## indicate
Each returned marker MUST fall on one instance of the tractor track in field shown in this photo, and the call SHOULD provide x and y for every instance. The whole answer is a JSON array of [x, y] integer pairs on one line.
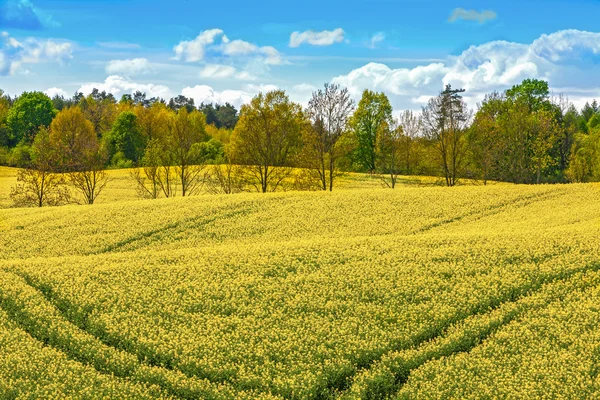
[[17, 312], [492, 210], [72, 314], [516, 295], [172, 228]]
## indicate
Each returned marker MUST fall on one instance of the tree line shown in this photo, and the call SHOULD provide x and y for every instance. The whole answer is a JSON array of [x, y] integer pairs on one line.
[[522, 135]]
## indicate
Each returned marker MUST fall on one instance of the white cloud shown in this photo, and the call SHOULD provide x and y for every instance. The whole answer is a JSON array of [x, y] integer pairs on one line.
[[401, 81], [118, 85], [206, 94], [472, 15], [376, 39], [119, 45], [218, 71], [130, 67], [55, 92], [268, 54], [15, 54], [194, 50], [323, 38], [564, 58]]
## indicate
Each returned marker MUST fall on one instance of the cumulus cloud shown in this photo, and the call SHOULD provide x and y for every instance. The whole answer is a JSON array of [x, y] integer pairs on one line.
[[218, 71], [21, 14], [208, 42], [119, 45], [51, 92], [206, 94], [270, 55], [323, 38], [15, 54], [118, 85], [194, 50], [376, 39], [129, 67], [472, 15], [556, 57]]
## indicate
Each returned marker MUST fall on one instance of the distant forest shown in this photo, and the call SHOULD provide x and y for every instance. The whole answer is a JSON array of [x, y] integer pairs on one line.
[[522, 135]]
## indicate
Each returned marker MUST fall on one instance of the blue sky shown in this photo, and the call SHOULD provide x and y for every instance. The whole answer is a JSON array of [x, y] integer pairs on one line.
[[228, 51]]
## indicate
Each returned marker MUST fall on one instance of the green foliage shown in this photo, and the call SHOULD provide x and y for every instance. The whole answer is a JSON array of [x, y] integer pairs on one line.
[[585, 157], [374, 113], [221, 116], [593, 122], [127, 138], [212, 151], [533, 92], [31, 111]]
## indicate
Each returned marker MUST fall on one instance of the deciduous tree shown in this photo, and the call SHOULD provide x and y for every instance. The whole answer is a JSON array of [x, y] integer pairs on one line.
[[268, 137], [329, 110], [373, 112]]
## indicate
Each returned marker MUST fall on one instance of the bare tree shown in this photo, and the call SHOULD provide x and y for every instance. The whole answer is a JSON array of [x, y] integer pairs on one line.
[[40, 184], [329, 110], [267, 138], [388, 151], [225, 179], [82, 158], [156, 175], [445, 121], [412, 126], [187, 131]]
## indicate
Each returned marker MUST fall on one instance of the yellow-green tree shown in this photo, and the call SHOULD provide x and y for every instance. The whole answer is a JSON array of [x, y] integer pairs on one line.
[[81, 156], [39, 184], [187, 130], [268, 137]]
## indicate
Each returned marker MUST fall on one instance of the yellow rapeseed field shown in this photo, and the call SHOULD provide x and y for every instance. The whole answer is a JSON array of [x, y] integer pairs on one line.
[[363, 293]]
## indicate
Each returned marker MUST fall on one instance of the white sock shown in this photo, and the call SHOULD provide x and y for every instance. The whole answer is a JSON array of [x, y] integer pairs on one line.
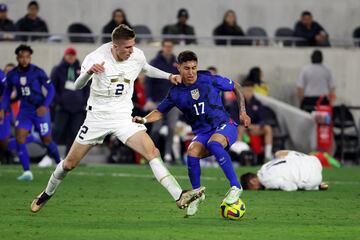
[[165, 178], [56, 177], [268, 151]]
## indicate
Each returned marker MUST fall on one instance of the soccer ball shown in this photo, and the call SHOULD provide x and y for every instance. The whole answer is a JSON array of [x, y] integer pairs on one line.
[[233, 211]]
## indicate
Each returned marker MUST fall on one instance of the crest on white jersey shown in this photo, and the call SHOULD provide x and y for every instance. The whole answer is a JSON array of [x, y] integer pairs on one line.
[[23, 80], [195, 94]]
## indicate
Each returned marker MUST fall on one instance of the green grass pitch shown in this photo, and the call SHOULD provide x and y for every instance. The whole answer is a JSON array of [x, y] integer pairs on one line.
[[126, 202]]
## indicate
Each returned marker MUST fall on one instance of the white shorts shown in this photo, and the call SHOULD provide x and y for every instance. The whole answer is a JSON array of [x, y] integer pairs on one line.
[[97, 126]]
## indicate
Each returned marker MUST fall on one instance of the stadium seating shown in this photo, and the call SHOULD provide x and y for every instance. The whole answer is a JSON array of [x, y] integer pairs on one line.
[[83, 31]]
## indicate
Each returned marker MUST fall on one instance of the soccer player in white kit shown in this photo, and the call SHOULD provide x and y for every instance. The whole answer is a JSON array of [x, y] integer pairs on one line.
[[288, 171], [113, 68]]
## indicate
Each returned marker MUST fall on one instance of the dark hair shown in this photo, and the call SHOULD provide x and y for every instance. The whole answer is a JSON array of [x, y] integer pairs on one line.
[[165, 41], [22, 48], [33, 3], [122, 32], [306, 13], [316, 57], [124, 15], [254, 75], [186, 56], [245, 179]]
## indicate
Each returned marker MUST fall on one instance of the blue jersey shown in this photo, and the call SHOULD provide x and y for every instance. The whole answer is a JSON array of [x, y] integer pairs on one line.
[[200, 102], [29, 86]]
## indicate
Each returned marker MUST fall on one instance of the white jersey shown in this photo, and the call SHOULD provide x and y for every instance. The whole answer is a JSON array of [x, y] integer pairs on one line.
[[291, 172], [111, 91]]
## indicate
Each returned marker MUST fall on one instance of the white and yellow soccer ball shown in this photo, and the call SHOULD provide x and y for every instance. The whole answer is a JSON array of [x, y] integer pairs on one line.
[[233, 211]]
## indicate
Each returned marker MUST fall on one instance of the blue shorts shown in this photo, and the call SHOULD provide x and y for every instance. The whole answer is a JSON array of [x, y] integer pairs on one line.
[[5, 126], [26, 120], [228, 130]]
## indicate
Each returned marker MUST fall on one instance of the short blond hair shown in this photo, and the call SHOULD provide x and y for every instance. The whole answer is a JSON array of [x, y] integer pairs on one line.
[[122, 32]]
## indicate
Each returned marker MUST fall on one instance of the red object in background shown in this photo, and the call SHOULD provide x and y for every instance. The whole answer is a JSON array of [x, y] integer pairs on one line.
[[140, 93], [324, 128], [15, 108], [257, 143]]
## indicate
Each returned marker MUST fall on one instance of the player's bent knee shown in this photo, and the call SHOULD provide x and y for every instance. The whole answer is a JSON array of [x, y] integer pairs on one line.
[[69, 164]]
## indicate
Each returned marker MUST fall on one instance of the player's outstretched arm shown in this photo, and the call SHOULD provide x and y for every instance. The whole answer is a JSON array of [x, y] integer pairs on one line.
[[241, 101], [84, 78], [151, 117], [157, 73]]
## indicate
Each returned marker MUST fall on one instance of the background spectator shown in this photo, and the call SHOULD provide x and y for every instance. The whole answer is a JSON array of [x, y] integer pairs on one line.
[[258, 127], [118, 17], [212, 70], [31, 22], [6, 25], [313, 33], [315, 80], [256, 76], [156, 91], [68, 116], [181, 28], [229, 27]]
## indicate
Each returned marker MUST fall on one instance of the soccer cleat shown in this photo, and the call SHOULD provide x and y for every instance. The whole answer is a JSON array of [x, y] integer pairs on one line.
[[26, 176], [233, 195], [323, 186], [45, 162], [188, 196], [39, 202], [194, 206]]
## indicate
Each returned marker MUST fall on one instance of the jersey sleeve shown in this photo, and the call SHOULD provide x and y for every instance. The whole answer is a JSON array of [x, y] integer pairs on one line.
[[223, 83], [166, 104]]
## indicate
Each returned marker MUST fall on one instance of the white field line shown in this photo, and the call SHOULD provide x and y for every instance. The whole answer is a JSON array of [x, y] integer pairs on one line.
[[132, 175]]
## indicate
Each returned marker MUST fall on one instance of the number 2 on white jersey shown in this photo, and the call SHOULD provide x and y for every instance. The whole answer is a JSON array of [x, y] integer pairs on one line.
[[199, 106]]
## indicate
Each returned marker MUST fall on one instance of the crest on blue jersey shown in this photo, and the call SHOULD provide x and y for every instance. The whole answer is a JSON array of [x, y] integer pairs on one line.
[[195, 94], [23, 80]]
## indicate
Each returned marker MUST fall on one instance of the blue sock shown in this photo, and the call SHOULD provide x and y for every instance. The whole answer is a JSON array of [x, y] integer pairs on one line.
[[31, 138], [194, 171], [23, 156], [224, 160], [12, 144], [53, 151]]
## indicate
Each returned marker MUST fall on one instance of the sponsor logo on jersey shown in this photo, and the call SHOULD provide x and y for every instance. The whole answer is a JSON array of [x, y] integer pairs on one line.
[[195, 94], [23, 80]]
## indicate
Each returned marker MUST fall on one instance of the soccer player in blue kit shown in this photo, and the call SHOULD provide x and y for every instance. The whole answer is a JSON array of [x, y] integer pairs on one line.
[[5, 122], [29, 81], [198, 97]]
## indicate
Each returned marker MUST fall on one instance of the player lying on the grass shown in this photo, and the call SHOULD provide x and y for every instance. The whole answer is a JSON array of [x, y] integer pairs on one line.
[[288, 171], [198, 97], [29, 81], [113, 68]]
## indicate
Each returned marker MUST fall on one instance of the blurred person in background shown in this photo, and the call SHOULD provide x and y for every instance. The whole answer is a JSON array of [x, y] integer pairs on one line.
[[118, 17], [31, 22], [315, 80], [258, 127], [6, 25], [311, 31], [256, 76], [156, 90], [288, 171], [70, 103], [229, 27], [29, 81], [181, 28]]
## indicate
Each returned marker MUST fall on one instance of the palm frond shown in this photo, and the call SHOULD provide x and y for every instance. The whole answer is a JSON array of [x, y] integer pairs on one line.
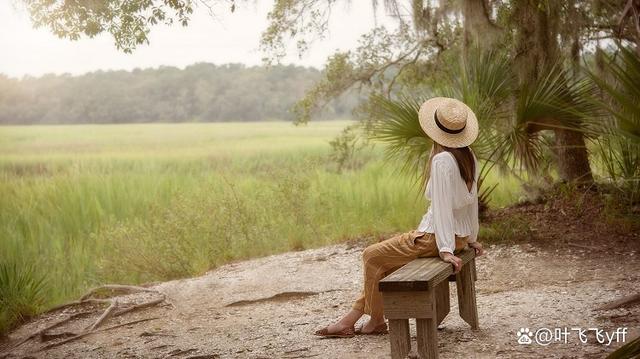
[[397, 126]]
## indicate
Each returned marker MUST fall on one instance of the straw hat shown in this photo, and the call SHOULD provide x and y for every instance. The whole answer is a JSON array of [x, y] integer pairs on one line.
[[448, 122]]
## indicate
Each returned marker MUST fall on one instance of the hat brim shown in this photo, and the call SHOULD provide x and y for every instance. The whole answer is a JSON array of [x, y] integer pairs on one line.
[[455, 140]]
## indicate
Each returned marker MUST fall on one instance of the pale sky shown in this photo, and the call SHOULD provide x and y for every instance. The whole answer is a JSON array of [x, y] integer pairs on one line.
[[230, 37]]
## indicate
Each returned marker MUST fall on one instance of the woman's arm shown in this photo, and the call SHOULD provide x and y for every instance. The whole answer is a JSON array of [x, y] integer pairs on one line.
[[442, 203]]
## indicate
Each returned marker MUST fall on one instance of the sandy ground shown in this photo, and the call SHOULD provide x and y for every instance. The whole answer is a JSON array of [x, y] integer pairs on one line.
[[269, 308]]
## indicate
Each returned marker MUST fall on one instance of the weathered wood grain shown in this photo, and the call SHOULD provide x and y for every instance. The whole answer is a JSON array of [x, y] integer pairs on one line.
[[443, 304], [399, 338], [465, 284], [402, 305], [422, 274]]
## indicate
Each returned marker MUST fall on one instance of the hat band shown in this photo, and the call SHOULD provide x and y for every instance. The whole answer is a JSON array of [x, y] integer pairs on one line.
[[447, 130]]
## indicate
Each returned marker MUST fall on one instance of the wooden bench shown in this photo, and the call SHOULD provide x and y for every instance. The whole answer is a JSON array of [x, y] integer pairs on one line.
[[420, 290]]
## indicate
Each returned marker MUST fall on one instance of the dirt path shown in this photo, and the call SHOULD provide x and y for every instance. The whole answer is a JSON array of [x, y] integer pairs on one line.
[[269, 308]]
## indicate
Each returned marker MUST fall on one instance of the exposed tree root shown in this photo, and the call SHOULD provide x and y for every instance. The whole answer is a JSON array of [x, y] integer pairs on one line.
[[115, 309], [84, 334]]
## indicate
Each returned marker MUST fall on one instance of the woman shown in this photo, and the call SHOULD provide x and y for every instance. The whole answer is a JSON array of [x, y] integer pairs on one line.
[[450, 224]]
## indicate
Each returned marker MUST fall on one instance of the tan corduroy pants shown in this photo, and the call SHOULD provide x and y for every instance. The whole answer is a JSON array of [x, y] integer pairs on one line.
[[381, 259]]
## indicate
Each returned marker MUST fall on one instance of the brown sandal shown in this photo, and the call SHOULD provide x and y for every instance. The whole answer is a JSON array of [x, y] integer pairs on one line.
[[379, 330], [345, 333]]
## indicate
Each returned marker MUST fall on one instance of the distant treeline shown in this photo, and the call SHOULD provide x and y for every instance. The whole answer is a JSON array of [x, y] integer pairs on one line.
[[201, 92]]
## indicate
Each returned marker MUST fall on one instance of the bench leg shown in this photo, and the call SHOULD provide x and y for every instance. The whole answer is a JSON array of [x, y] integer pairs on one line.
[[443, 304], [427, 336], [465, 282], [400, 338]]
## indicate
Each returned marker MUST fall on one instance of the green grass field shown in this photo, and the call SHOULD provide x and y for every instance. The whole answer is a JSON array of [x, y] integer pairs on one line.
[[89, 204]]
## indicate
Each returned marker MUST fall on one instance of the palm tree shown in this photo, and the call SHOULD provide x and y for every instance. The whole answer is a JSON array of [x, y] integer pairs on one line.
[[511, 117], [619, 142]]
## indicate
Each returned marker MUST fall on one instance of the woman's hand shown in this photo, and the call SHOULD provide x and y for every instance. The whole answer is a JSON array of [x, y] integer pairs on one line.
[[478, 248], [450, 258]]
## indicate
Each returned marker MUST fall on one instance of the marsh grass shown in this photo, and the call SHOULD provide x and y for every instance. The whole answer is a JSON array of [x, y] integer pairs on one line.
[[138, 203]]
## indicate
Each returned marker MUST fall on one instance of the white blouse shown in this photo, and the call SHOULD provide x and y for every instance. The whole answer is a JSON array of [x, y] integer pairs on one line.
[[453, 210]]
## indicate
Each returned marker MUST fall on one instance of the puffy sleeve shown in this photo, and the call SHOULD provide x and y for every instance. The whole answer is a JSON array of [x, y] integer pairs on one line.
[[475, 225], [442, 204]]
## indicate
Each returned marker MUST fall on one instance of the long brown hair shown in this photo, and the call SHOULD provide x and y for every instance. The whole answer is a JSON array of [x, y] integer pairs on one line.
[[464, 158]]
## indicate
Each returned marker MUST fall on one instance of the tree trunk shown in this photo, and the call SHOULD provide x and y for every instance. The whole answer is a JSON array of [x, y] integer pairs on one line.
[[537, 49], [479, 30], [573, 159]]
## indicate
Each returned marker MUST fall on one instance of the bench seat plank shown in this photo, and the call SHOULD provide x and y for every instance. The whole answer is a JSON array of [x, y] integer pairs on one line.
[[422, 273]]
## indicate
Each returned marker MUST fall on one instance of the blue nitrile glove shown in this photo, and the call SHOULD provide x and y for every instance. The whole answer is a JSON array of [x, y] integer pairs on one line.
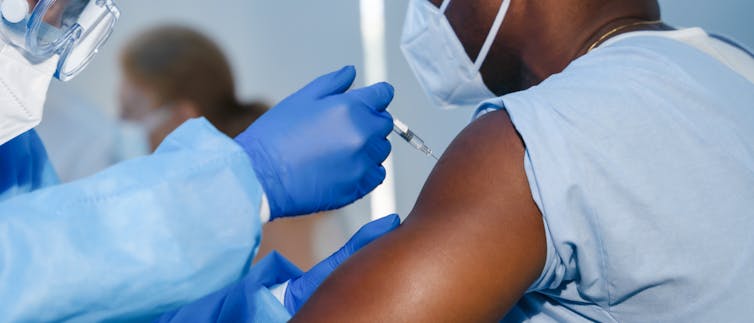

Do this: Find every line in the records that contains the word "blurred", matching case exactly, and copy each of those lines in full.

Response:
Each returned marker MUST fall on one instance of the blurred person in background shown in this photo, and the call SHOULD provide x and y for every instance. The whole answer is a JSON array of [x, y] integer pairs on one line.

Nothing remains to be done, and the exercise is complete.